- Stated goal 1:
Answer these questions from the intrusion protection summary:
(a) What two kinds of systems does the invention fuse?
(b) What false positive rate is the resulting detector said to have?
(c) Which component examines packets that the pattern matching component does not successfully classify?
- Stated goal 2:
Resume the intrusion protection summary after its final sentence.

- Extract to read:
/---
SUMMARY OF THE INVENTION
[0010] Briefly stated, the present invention relates to an
intrusion protection system that fuses a multidimensional network
instrumentation classification with a packet payload signature
matching system. Each of these kinds of systems is independently
capable of being effectively deployed as an anomaly detection
system. By employing sensor fusion techniques to combine the
instrumentation classification approach with the signature matching
approach, we have created a detector that is uniquely capable of
detecting both well known and newly developed threats while having
an extremely low false positive rate.
[0011] In a specific implementation the present invention involves
a network intrusion protection system (IPS) having a first
behavioral analysis component configured to identify acceptable
network packets and direct subsequent analysis stages of the IPS to
bypass the acceptable network packets. The subsequent stages
include a pattern matching component configured to analyze packets
that were not identified as acceptable by the first behavior
analysis component and classify whether the packet contents match
predefined signatures corresponding to malicious patterns. A second
behavioral analysis component is configured to examine packets that
are not successfully classified by the pattern matching
component.
\---
- Given data:
/---
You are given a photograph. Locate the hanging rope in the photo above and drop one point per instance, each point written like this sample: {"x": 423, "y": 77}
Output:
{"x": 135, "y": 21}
\---
- Expected output 1:
(a) A multidimensional network instrumentation classification and a packet payload signature matching system.
(b) An extremely low false positive rate.
(c) The second behavioral analysis component.

- Expected output 2:
BRIEF DESCRIPTION OF THE DRAWINGS
[0012] FIG. 1 shows a port mirroring network architecture in
accordance with the present invention;
[0013] FIG. 2 shows a trunk Interception Network Architecture in
accordance with the present invention;
[0014] FIG. 3 shows Multi-instrument Behavioral Analysis System in
accordance with the present invention; and
[0015] FIG. 4 depicts the decision tree used to fuse the behavioral
analysis and signature matching anomaly detection systems.
DETAILED DESCRIPTION OF THE PREFERRED EMBODIMENTS
[0016] FIG. 1 depicts a network architecture where a network
analysis device 104 processes all data that passes through a
managed switch 102 that has been setup with a traffic mirror port.
All traffic from the uplink router 101 and local network nodes 103
must travel through the backplane of the managed switch (02. Since
mirror ports forward a copy of all backplane traffic, the analysis
device 104 sees a copy of all traffic on the network.
[0017] Network packets that are to be considered for anomaly
detection are forwarded to the analysis device 104 where network
instrumentation, signature matching and sensor fusion take place.
Sensor fusion refers to processes that combine the results of
reading multiple independent sensors or network instruments to
obtain superior results. This combination may involve simple or
complex logic to meet the needs of a particular application. Sensor
inputs may be differentially weighted to increase sensitivity to
particular traffic behaviors. Forwarding of the appropriate set of
packets to the analysis device can be accomplished in a number of
ways, including but not limited to deploying a trunk interception
device and enabling switch port mirroring. Fig.Switch port
mirroring, shown in FIG. 1, requires a network switch 102 capable
of forwarding all traffic present on the backplane out a single
port. The analysis device 104 is connected to the designated mirror
port.
[0018] FIG. 2 depicts a trunk interception network architecture in
which a network analysis device 204 is placed inline at a critical
trunk between the uplink router (201) and a fanout switch 202. In
the implementation of FIG. 2, network packets communicated between
the local network nodes 203 and the uplink router 201 are passed
through the analysis device 204. The implementation of FIG. 2
allows the analysis device (204) to block traffic at will.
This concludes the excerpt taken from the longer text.